ScareyCarrie, which Raven jar holder are you looking for? 2016 Mosaic Raven, 2017 All Hallows Eve, or 2017 Raven Night? I got so excited when you posted this until I realized I probably donated my extra Mosaic Raven last year. Not sure though. I really should find and post a list of the extras I want to sell, but probably too late for this year. All three jar holders are well liked. I've only seen pictures of Raven Night though.


----------



## blackcatlady

Most interesting what I read on Boney Bunch Love "it has finally happened - boneys have been spotted at Homegoods!

MORE INTERESTING a comment - My wife and I have collected for a few years now. I personally despise the idea of these making their way to a store that more or less does wholesale. Depreciates value and also puts them in hands of others That don’t understand what it is really like to collect these. We have a TON! I hate the thought that if these became popular enough we would hardly be able to get our hands on them. Constantly sold out or people fighting like they’ve lost their minds. Smh. This is why yankee candle has outlet stores. Which we’ve purchased some from them before as well.

......... Fellow Halloween Forum followers - your thoughts if you would like to post.


----------



## Batibat

blackcatlady said:


> Most interesting what I read on Boney Bunch Love "it has finally happened - boneys have been spotted at Homegoods!
> 
> MORE INTERESTING a comment - My wife and I have collected for a few years now. I personally despise the idea of these making their way to a store that more or less does wholesale. Depreciates value and also puts them in hands of others That don’t understand what it is really like to collect these. We have a TON! I hate the thought that if these became popular enough we would hardly be able to get our hands on them. Constantly sold out or people fighting like they’ve lost their minds. Smh. This is why yankee candle has outlet stores. Which we’ve purchased some from them before as well.

• **MATERIAL**:

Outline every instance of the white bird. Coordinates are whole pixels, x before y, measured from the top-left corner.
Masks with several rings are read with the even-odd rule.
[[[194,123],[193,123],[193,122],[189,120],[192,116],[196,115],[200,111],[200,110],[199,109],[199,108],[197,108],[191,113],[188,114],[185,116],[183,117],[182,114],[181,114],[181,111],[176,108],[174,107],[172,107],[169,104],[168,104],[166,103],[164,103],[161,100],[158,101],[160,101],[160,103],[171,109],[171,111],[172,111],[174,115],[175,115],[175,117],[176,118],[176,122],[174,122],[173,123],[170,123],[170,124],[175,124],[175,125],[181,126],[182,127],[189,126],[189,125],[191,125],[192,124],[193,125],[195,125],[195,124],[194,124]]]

• **JOBS**:
1. Please output the forum thread on Halloween jar holders, word for word, from "ScareyCarrie, which Raven" to "Raven Night though.".
2. Answer these questions about the forum thread on Halloween jar holders:
(a) Which three Raven jar holders does the first post name?
(b) At which store does the Boney Bunch Love post say boneys have been spotted?
(c) In the quoted comment, who has the commenter been collecting with?
3. Carry the forum thread on Halloween jar holders forward from the point where it stops.
The listing isn't needed for anything here.

• **EXPECTED RESPONSES**:
1.
ScareyCarrie, which Raven jar holder are you looking for? 2016 Mosaic Raven, 2017 All Hallows Eve, or 2017 Raven Night? I got so excited when you posted this until I realized I probably donated my extra Mosaic Raven last year. Not sure though. I really should find and post a list of the extras I want to sell, but probably too late for this year. All three jar holders are well liked. I've only seen pictures of Raven Night though.

2.
(a) 2016 Mosaic Raven, 2017 All Hallows Eve, and 2017 Raven Night
(b) Homegoods
(c) The commenter's wife

3.
> 
> ......... Fellow Halloween Forum followers - your thoughts if you would like to post.


I don’t believe Boneys being sold at Homegoods or other discount stores will suddenly make them popular or difficult to get, they’ve been around for years now and have already begun to lose popularity. Its far more likely that it will devalue them entirely, something Yankee began doing when they started reissuing pieces that once commanded high price tags like the 2008 Bride and Groom once did. I hate to see it happen though, it feels like the end is near for Boneys.


----------



## blackcatlady

To me the man that wrote the piece seemed very upset by it - to me travel distance does not matter - the closest Yankee store is 6 hrs round trip and the closest HomeGoods is 6 hrs and maybe 10 minutes round trip (both are located in the same mess of an outdoor mall). I don't think there are even any outlets in our state - but I may be wrong.. There used to be a much closer Yankee store - about 5 hrs round trip and then an outlet about 5 1/2 hours round trip but both of those are long gone. Still upsets me too as the people that worked in the actual mall store were fabulous and loved what they did and were always great - and so excited when Halloween was about to be released.. It was a joy to shop there!!!!


----------



## grandma lise

blackcatlady, I don't know. Selling the BB candy containers through HomeGoods might be a marketing effort to connect with customers unfamilar with Yankee Candle's Boney Bunch collection. Not sure how many stores they have left now. Hallmark is closing stores too. Perhaps YC has decided to end the Boney Bunch and is unloading their inventory of older pieces. That would be unfortunate. I really like some of the 2016 and 2017 collections and most of the 2018 collection.

Glad you made it to Target and got lots of the tea lights! Those were the hardest to get. I really had to keep going back for them. I decided on which BB pieces to put in my display this week. With the 2018 collection, you really need a mix of orange and black tea lights. Not sure how I'll use the purple ones, but when I find purple I buy it so I'll have it on hand when I do need it.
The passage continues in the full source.